Records to use START
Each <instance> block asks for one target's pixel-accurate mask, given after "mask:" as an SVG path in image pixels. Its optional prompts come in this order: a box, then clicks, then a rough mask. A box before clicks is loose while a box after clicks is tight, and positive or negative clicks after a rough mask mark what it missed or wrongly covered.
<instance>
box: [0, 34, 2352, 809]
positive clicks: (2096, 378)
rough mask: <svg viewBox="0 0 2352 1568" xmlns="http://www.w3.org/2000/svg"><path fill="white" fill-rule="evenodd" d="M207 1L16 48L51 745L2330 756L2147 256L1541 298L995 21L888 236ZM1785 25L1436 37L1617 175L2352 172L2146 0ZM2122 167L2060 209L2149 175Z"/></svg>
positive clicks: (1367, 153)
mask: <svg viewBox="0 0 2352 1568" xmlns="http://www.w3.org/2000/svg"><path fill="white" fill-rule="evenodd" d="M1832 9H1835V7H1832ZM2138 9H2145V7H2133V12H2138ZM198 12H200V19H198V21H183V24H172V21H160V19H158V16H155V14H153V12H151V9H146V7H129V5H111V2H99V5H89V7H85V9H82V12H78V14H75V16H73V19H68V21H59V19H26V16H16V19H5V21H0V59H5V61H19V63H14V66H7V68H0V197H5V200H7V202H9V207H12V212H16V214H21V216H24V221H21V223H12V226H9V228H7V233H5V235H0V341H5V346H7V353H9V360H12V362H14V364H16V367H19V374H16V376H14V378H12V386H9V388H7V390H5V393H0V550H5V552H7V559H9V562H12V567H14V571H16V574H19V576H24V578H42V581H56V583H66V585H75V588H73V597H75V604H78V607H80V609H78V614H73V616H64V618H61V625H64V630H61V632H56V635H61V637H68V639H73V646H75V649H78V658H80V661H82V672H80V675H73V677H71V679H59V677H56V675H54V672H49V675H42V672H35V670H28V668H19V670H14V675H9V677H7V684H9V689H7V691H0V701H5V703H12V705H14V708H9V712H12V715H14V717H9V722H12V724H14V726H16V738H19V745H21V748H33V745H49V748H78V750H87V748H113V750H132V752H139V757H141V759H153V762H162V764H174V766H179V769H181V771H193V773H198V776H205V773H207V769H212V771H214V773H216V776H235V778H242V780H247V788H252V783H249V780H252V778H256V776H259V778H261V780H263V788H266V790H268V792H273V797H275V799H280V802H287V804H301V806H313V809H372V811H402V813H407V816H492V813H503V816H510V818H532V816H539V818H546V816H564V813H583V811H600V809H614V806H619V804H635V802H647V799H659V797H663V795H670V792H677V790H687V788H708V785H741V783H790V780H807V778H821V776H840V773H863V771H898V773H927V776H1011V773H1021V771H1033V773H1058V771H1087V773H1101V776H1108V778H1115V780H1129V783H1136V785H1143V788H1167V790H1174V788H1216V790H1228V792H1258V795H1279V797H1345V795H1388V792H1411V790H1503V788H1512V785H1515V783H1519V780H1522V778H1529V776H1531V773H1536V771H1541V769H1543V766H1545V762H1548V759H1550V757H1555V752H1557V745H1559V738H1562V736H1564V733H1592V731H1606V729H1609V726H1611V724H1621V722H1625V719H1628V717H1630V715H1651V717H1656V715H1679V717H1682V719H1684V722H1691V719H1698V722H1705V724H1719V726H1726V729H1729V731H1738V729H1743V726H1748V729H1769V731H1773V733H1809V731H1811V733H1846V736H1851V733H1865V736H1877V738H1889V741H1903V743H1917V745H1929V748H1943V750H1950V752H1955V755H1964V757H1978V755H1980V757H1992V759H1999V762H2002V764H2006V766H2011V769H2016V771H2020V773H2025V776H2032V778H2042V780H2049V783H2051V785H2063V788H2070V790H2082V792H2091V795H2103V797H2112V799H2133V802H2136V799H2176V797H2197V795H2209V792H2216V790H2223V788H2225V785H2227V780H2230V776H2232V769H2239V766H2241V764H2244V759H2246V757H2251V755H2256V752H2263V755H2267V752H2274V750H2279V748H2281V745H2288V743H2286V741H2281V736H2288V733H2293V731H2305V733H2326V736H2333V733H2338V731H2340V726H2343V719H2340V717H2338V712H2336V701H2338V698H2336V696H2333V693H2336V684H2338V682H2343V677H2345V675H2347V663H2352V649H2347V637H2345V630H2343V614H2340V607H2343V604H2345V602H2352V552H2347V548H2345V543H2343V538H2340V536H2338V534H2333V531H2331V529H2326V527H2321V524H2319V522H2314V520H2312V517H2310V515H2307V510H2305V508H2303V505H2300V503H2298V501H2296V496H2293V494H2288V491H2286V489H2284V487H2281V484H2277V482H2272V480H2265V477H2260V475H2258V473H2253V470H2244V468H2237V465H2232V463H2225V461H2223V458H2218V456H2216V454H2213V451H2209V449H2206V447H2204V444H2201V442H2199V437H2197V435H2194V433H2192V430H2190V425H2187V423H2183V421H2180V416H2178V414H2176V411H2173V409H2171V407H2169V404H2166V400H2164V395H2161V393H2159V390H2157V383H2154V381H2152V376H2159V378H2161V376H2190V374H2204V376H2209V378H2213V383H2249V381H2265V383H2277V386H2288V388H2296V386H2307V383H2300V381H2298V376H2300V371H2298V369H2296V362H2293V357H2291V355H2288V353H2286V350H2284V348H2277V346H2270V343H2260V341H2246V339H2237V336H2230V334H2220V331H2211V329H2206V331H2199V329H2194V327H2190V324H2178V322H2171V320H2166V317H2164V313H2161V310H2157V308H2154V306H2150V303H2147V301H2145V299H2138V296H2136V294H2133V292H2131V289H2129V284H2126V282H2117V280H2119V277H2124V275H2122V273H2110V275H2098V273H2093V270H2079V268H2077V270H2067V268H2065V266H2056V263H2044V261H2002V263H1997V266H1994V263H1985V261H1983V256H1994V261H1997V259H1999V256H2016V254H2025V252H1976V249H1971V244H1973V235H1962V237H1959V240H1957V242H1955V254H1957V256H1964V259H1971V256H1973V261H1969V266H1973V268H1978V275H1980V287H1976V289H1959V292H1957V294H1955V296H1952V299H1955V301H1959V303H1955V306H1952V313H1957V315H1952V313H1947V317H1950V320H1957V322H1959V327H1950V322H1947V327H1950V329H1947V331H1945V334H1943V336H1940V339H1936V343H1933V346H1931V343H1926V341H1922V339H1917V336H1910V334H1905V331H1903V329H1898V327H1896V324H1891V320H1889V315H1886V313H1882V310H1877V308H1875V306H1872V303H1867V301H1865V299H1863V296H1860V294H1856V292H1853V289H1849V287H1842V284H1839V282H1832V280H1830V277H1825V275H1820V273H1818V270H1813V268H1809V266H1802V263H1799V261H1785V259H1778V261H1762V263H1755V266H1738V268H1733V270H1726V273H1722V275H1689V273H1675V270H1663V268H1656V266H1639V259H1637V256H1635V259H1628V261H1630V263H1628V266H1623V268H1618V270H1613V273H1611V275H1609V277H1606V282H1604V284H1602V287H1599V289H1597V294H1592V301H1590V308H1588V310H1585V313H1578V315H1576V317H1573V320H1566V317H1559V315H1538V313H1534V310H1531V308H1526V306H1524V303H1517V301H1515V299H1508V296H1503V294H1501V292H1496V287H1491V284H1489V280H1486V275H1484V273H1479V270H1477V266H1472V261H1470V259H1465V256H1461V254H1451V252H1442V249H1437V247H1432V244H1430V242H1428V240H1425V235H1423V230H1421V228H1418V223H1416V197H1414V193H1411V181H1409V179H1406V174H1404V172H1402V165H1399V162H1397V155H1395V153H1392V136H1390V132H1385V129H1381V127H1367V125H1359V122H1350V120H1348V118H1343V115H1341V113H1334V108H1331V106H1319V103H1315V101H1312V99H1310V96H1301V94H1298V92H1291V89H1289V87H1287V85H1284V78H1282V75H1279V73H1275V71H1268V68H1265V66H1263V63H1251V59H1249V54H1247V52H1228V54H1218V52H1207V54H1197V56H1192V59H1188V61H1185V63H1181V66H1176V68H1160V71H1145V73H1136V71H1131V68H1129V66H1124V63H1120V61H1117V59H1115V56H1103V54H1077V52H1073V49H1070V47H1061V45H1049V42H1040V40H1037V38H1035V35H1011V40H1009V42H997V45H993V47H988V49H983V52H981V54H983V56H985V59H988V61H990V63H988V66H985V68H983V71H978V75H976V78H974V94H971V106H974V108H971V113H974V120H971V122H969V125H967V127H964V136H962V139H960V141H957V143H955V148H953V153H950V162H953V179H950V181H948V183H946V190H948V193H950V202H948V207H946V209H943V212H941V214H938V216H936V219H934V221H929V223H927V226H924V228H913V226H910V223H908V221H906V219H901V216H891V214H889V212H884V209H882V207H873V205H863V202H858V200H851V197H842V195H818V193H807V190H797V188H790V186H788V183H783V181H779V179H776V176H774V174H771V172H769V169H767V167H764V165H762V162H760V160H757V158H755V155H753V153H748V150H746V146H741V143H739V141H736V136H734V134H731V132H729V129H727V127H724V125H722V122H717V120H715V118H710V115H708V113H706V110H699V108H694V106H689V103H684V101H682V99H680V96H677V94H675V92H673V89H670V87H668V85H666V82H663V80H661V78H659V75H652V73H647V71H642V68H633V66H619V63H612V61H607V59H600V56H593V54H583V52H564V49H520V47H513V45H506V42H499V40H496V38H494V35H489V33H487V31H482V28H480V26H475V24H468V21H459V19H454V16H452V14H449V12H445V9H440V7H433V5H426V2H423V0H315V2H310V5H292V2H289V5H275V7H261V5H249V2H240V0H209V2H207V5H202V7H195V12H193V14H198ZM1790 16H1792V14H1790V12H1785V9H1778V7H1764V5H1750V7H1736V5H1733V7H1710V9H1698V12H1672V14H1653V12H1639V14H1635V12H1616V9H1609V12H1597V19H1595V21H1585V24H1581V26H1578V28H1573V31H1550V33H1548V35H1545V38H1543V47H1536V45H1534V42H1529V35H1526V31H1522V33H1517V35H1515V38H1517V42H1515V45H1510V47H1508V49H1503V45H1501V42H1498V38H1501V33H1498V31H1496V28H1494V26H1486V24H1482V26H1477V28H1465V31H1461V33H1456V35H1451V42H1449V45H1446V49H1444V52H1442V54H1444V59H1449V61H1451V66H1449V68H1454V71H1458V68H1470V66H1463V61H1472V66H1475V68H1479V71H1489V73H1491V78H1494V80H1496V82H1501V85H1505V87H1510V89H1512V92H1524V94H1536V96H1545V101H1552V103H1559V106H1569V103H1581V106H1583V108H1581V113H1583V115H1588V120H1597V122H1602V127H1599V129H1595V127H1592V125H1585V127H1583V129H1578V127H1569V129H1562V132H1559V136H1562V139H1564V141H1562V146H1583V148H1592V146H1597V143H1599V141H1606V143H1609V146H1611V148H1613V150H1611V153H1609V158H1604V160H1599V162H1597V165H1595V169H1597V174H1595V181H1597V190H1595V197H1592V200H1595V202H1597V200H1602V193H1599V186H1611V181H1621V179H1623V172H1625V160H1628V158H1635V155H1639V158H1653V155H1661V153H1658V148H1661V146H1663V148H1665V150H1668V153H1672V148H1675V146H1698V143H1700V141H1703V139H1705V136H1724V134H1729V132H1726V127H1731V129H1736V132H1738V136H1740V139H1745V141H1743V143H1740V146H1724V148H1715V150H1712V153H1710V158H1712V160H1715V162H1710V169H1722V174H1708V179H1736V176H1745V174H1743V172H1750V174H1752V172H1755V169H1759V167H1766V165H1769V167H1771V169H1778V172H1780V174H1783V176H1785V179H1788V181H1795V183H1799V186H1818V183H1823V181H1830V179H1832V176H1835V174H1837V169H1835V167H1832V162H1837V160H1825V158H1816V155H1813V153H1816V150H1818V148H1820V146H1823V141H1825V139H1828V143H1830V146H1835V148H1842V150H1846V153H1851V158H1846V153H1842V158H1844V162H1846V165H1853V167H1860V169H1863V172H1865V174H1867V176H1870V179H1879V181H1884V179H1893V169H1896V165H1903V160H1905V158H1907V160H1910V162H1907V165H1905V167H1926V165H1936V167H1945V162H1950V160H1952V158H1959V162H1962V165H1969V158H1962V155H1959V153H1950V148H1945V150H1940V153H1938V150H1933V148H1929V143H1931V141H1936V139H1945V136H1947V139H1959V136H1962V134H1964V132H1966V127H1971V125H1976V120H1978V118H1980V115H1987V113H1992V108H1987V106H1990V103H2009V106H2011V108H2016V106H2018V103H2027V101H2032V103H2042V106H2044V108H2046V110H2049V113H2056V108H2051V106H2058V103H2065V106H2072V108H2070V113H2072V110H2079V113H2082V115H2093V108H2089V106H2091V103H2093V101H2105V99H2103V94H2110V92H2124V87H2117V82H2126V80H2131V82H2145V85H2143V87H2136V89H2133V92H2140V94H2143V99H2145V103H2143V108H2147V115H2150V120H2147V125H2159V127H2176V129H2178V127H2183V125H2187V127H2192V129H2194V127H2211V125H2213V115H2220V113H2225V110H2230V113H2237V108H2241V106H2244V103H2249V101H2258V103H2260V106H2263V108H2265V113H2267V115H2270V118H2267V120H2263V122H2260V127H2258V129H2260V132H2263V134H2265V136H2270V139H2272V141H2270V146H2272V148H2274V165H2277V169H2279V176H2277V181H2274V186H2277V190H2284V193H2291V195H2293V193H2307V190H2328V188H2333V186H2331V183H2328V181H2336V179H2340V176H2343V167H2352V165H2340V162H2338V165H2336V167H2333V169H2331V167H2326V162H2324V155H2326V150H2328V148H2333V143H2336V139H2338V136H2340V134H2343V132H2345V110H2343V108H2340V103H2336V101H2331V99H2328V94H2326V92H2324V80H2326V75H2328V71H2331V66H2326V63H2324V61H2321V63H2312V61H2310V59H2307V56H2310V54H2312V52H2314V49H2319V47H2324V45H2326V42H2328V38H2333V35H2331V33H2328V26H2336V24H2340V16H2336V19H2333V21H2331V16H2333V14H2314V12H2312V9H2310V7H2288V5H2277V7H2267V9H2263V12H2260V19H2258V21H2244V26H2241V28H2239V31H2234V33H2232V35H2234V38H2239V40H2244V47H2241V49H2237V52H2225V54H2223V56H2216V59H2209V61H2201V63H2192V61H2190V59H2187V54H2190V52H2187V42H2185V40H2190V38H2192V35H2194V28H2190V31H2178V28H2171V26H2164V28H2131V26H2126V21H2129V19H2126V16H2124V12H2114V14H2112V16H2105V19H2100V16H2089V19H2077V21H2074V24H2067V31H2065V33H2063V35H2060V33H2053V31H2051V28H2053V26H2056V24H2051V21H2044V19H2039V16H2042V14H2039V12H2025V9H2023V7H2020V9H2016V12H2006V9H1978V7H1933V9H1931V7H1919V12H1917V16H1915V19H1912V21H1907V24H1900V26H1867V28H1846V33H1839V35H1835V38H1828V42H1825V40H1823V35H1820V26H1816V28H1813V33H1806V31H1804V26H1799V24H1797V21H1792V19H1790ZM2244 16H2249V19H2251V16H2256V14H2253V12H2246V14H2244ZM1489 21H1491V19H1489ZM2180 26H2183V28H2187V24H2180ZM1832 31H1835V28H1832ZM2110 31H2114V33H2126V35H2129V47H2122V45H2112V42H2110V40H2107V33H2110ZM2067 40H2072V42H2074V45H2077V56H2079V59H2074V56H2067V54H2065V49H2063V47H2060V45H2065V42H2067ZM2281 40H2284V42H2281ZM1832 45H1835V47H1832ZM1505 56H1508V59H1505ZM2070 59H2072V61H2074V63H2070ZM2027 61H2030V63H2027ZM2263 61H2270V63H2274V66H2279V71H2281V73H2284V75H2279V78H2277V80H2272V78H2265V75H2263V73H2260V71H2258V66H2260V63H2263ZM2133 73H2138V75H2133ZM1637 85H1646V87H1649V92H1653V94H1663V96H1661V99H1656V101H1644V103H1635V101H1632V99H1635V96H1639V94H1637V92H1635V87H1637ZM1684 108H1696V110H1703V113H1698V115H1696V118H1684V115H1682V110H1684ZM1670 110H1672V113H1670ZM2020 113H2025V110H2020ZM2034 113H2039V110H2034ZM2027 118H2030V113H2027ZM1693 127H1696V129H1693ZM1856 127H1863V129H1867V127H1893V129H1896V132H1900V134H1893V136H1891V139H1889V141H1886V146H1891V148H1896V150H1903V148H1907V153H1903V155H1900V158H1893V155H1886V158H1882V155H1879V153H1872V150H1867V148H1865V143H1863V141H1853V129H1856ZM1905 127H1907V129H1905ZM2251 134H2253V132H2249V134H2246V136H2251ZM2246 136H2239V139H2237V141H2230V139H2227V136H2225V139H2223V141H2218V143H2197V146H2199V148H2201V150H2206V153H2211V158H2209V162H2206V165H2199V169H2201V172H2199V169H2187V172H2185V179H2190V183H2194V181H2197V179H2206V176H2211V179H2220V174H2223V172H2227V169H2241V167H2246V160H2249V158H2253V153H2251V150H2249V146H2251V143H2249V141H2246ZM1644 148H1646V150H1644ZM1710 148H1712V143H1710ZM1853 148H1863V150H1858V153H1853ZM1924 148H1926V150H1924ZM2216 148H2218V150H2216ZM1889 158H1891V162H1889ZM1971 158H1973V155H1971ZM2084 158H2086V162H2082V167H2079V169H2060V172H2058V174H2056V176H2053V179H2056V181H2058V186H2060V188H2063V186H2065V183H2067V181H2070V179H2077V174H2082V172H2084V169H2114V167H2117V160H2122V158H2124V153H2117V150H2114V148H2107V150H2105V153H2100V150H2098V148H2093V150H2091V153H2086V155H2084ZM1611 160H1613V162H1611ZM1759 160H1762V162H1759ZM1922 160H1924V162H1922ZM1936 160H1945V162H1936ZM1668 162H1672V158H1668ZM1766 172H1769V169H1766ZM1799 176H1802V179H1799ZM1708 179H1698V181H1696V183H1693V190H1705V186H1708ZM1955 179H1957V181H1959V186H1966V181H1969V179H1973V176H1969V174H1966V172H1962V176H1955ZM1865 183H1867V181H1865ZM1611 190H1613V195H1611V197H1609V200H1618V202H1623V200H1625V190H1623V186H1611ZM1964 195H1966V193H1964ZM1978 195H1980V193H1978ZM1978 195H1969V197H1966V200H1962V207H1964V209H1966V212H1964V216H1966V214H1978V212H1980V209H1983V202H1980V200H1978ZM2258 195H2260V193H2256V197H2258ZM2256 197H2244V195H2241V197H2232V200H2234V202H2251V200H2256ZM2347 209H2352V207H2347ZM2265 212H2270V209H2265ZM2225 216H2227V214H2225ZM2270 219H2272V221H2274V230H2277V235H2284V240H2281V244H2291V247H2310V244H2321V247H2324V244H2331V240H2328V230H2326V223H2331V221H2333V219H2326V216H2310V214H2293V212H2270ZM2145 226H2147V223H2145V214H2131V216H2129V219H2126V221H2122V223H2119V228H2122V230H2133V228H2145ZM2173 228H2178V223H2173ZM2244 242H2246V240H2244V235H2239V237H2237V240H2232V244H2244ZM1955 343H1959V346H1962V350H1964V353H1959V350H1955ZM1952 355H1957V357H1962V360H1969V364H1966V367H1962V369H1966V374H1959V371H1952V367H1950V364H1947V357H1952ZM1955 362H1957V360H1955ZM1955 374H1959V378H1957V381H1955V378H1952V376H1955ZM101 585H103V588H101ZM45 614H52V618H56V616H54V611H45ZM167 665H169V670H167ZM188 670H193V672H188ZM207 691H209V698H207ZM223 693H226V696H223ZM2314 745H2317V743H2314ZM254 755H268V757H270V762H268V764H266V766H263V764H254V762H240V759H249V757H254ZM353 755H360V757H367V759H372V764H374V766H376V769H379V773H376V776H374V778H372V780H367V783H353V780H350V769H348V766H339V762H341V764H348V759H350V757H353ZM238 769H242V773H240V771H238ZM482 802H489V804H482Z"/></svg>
Records to use END
Starting with the line with "positive clicks: (2096, 378)" above and going on through the line with "rough mask: <svg", transcribe every line exactly, both ends included, and add nothing.

*Your solution*.
positive clicks: (2096, 378)
rough mask: <svg viewBox="0 0 2352 1568" xmlns="http://www.w3.org/2000/svg"><path fill="white" fill-rule="evenodd" d="M207 1L16 48L51 745L2330 756L2147 256L1541 298L995 21L888 236ZM1785 25L1436 37L1617 175L2352 172L2146 0ZM2122 167L2060 209L2149 175Z"/></svg>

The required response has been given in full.